OBJECTIVE - Output the material exactly, but drop every image it holds.

>> Begin INPUT MATERIAL

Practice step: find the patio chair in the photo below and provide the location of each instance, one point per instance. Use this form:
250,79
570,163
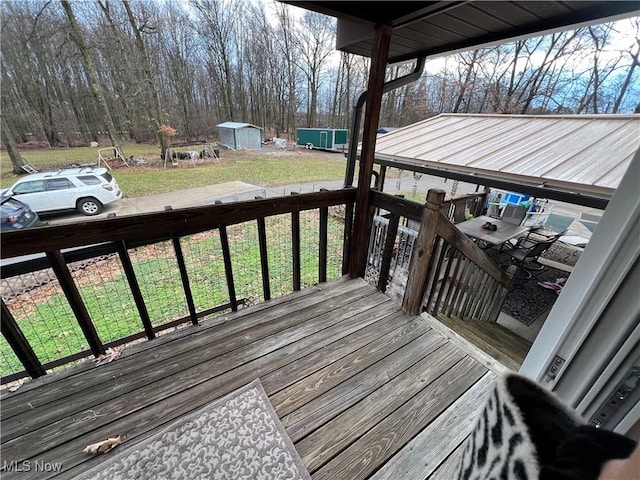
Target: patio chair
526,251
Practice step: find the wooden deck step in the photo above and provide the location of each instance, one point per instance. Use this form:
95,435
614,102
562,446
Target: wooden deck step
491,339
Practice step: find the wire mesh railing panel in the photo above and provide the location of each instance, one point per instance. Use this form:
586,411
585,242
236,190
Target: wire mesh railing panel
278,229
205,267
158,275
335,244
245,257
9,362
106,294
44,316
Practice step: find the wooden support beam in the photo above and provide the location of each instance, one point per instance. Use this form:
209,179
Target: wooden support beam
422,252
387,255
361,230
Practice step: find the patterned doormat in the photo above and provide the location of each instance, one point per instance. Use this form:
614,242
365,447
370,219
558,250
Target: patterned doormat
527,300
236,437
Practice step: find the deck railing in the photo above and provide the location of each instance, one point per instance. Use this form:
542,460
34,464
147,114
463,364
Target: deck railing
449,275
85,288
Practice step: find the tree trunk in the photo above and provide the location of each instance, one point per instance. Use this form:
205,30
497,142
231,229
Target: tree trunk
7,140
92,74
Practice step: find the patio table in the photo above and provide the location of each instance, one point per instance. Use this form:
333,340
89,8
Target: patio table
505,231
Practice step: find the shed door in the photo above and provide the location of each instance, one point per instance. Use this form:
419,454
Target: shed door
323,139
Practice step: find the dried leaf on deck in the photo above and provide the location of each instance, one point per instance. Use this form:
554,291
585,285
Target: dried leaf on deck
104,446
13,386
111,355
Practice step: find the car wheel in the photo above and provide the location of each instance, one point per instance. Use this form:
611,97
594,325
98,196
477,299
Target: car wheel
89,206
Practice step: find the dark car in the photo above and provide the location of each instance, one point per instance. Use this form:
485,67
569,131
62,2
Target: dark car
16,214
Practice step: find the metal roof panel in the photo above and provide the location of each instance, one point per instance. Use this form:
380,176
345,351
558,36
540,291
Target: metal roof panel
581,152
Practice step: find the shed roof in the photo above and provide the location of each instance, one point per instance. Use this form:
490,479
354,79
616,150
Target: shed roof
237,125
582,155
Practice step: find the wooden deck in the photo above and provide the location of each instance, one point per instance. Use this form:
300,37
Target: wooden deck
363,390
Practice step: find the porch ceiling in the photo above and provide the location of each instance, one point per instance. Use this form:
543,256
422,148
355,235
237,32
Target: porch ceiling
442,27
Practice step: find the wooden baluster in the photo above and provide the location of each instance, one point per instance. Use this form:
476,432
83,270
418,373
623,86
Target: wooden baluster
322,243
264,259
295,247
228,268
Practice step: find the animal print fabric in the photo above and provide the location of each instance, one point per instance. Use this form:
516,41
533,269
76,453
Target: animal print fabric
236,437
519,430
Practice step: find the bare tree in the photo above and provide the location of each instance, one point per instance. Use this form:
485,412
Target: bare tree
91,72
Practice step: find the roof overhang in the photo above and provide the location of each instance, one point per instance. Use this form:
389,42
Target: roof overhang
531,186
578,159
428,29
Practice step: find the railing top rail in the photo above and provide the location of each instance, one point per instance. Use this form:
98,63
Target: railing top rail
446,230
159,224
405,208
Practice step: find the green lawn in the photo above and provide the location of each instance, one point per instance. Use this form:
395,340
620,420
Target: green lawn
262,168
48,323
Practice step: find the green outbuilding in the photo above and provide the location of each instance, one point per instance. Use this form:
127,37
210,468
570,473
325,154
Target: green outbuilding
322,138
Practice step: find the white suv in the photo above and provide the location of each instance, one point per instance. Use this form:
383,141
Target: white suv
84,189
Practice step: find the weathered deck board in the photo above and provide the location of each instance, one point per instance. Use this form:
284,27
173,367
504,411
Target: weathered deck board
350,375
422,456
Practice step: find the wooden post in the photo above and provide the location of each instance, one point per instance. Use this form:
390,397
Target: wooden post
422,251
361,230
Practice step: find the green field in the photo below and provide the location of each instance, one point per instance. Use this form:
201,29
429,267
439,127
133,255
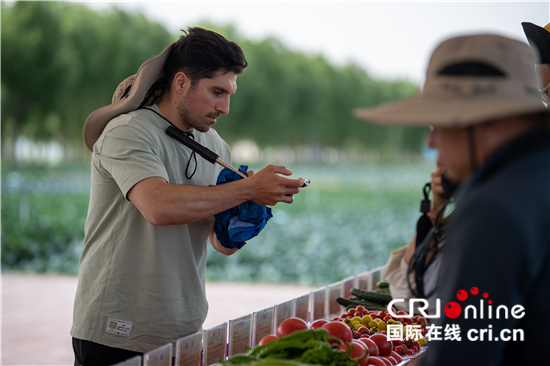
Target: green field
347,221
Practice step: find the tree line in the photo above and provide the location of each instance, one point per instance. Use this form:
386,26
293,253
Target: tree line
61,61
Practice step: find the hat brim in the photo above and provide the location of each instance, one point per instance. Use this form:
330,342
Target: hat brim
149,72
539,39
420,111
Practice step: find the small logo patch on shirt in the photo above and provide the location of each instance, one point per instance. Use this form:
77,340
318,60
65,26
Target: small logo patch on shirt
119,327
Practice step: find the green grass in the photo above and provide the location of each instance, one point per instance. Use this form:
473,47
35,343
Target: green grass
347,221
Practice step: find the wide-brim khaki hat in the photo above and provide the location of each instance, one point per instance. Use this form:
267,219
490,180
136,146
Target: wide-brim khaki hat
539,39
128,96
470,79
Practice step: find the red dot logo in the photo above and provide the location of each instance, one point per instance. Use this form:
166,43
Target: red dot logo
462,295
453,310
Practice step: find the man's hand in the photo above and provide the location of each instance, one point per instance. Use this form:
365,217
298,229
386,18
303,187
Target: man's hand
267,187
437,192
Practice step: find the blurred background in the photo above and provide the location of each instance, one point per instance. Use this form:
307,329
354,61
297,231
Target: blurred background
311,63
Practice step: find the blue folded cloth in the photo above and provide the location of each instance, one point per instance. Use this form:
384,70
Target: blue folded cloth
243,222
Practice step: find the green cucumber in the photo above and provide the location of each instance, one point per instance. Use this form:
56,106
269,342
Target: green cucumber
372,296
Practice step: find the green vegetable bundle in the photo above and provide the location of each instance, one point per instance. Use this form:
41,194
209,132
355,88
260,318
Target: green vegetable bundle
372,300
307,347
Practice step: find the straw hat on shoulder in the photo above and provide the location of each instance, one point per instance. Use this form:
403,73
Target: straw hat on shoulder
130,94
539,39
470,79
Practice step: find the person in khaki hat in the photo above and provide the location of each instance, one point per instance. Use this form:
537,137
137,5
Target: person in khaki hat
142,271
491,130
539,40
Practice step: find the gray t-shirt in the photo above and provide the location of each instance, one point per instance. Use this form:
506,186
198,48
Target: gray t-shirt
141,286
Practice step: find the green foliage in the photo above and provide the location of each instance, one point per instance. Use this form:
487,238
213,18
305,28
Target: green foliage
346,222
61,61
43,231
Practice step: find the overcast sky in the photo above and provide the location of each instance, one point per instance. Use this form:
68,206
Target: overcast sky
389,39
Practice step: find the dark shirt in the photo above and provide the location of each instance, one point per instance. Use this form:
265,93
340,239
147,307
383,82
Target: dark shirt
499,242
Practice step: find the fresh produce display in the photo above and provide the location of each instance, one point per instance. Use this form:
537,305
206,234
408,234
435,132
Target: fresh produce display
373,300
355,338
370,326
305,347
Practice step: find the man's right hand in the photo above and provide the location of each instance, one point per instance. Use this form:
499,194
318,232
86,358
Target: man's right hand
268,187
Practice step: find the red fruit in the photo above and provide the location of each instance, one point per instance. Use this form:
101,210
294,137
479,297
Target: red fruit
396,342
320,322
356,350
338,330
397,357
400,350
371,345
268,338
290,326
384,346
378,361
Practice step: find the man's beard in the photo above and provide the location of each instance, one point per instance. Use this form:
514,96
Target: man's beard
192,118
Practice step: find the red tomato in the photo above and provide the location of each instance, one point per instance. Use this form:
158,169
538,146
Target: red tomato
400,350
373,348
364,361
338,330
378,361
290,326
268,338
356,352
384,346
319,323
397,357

>> End INPUT MATERIAL

SOLVED PROBLEM -
Practice step: find the patio chair in the photo below and provide the location of each instance, one point per instance. Use this form:
250,79
570,163
Target: patio chair
526,251
Practice step: find the wooden deck step in the photo above and provide the location of each instance, one point per instance. Use this form:
95,435
614,102
562,446
Target: wooden deck step
491,339
Practice step: find the wire mesh railing panel in the photo above and provide the location of each instance, one point per instance. Use this form:
586,411
585,242
236,190
Target: wire mesh railing panel
278,229
205,267
158,275
335,244
245,257
9,362
106,294
44,316
Practice step: find the wooden support beam in the photo above and provide the location of each instance, one point per instance. Use this form:
209,179
Target: wooden support beam
422,252
387,255
361,230
Practice step: find the patterned doormat in the photo above and provide the location of each instance, one point per instance. Use this form:
614,242
365,447
370,219
558,250
Target: patterned doormat
527,300
236,437
Practice step: find the deck railing in the photo above and provide the location of each instance, one point per instance. Use this form:
542,460
34,464
147,114
463,364
Target: deck railing
449,275
85,288
Practice step: find the tree trunk in the photo above and provide the location of each instance, one point per instance. Use this form:
205,30
497,142
231,229
Target: tree trunk
7,140
92,74
Practice step: find the patio table in the photo above and provide the location of each instance, one point per instance. Use this form:
333,340
89,8
Target: patio table
505,231
Practice step: find the shed door in the photo above and provide the location of each instance, one point per instance. Use this form:
419,454
Target: shed door
323,139
Practice step: find the dried leaf on deck in the photo above and provide the location of each instance, one point per instance. Use this form:
554,291
585,285
Target: dried leaf on deck
104,446
13,386
111,355
Practice step: find the car wheel in the photo above and provide the location of each instance, one point per instance. Use this form:
611,97
594,325
98,196
477,299
Target: car wheel
89,206
Practice step: find the dark car in the photo above and provide the location of each instance, one point per instance. Use this form:
485,67
569,131
62,2
Target: dark car
16,214
Practice step: find the metal roof panel in the photo above and provide the location of each instance, one point per instance. Use this form:
380,176
345,351
558,36
540,291
Target: metal roof panel
581,152
Practice step: find the shed roof in the photo above and provide the location of each instance, one point per instance. Use this form:
490,479
354,79
616,150
Target: shed roof
237,125
582,155
Practice step: find the wooden deck in the photo above and provide the location of each instance, one point per instance. Use this form:
300,37
Target: wooden deck
363,390
Practice step: find the porch ceiling in the photo above and provide the location of each instance, one point per instance. Use this form:
543,256
422,148
355,235
237,32
Target: porch ceiling
442,27
Practice step: find the wooden baluster in the photo above and provide the location of each instance, one point per instance. Use this form:
476,432
83,270
418,373
623,86
Target: wooden baluster
322,243
264,259
295,247
228,268
Practice step: find the animal print fabric in the photo above and provide the location of each instance, one point per instance. Use this form:
516,41
533,269
76,453
Target: animal print fabric
236,437
519,430
Practice step: find the bare tree in the photo above and provide the location of each instance, one point per instance. Use this form:
485,412
Target: bare tree
91,72
Practice step: find the roof overhang in the photo above and provide the location of each instance, one point per instance. Use this form:
389,42
Target: roof overhang
531,186
578,159
428,29
Practice step: find the railing top rail in the photo above and provide the location of each instance, one point per instance. Use this form:
98,63
Target: railing top rail
446,230
159,224
405,208
Practice step: find the green lawn in the photo above and provide the location of each instance, one point per instance. Use this form:
395,340
620,420
Target: green lawn
262,168
48,323
Practice step: find the green outbuilding in the photo above and provide the location of each instance, one point per instance. Use this form:
127,37
210,468
570,473
325,154
Target: green outbuilding
322,138
Practice step: find the white suv in the photo above and provide the location of each instance, one point per instance. Use this form:
383,141
Target: white suv
84,189
Practice step: find the weathered deck board in the photo above and provide the location of each instance, one point per instance. Use this form:
284,27
173,367
504,411
Target: weathered deck board
350,375
422,456
Practice step: find the wooden post in the photo above and provide the location of each instance, one point per instance. Use this form:
390,397
Target: wooden post
422,251
361,230
Practice step: find the green field in the photo below and provide the location of each instance, one point per instance. Use this form:
201,29
429,267
439,127
133,255
Target: green field
347,221
Practice step: find the tree line in the photo above and provide the location of each instance, one point per instance. Use this form:
386,26
293,253
Target: tree line
61,61
Practice step: find the hat brim in the photo above and provide the location of each instance, one point per instance. Use this form:
330,342
Target: hat brim
149,72
539,39
420,111
Practice step: find the small logo patch on shirt in the photo above and provide the location of each instance, one point per instance. Use this form:
77,340
318,60
65,26
Target: small logo patch on shirt
119,327
Practice step: find the green grass in the photo above and provide the location of each instance, one point per instance. Use this form:
473,47
35,343
Target: green grass
347,221
Practice step: find the wide-brim khaki hat in the photo above and provide the location of each instance, one point per instance. Use this form:
267,219
490,180
136,146
Target: wide-brim khaki hat
539,39
128,96
470,79
Practice step: find the red dot logo in the photo above and provide the location of each instance, one point per instance. Use this form:
166,43
Target: red dot logo
462,295
453,310
Practice step: find the man's hand in the photo above and provide the location of each instance, one point per instance. Use this form:
365,217
298,229
386,18
303,187
Target: man's hand
267,187
437,192
Practice step: find the blurred background in the photo above and provide the location of each instance, one point per instance. Use this form:
307,329
354,61
297,231
Target: blurred background
311,63
Practice step: find the blue folded cloth in the photo above and provide the location of each instance, one point per instance. Use this form:
384,70
Target: blue folded cloth
243,222
Practice step: find the green cucumber in the photo above and provide the location of each instance, one point per instance. Use this form:
56,106
269,342
Target: green cucumber
372,296
Practice step: find the green vegetable bundle in the photo above and provide the location of each instance, one point per instance. Use this form:
41,194
209,132
355,88
260,318
Target: green vegetable bundle
372,300
307,347
Practice step: find the straw hat on shoulder in the photo above and provide the location of each instance, one point per instance. Use this form:
403,73
Target: straw hat on shoulder
130,94
539,39
470,79
Practice step: find the person in khaki hat in the photo above and provide the location of each instance, one point per instance. Use this form:
537,137
137,5
Target: person in khaki hat
142,271
491,130
539,40
Practice step: find the gray t-shirt in the photo above and provide the location of each instance, one point per instance. Use this form:
506,186
198,48
Target: gray t-shirt
141,286
Practice step: find the green foliage in the photo above and provide the location of each instance, one point per instance. Use this form:
487,238
213,18
305,28
Target: green foliage
346,222
61,61
43,231
Practice step: find the overcast sky in the photo above and provide the location of each instance, one point per instance. Use this form:
68,206
Target: overcast sky
389,39
Practice step: find the dark shirt in the photo above and provide the location of each instance, one point per instance. Use this form:
265,93
340,239
147,307
383,82
Target: dark shirt
499,242
Practice step: find the fresh produce display in the photo above and provide the location of each instance, one point per instance. Use this form:
537,305
206,234
408,234
435,132
Target: fresh produce display
373,300
355,338
370,326
305,347
Practice step: find the man's right hand in the photo above and provide the location of each instance, one point per instance. Use this form:
499,194
318,232
86,358
Target: man's right hand
268,187
Practice step: find the red fruit in the photo above and provide the location of each instance, one point per instance. Use this form:
101,210
294,137
479,297
Target: red fruit
396,342
320,322
356,350
338,330
397,357
400,350
371,345
268,338
290,326
384,346
378,361
Practice step: find the man's beard in the photo above and provide the location of each instance, one point per instance. Use this form:
514,96
Target: man's beard
192,118
Practice step: find the red tomato in the photo above and provide the location of each instance, one point per instance. Use this form:
158,169
538,146
Target: red tomato
400,350
373,348
364,361
338,330
378,361
290,326
268,338
356,352
384,346
319,323
397,357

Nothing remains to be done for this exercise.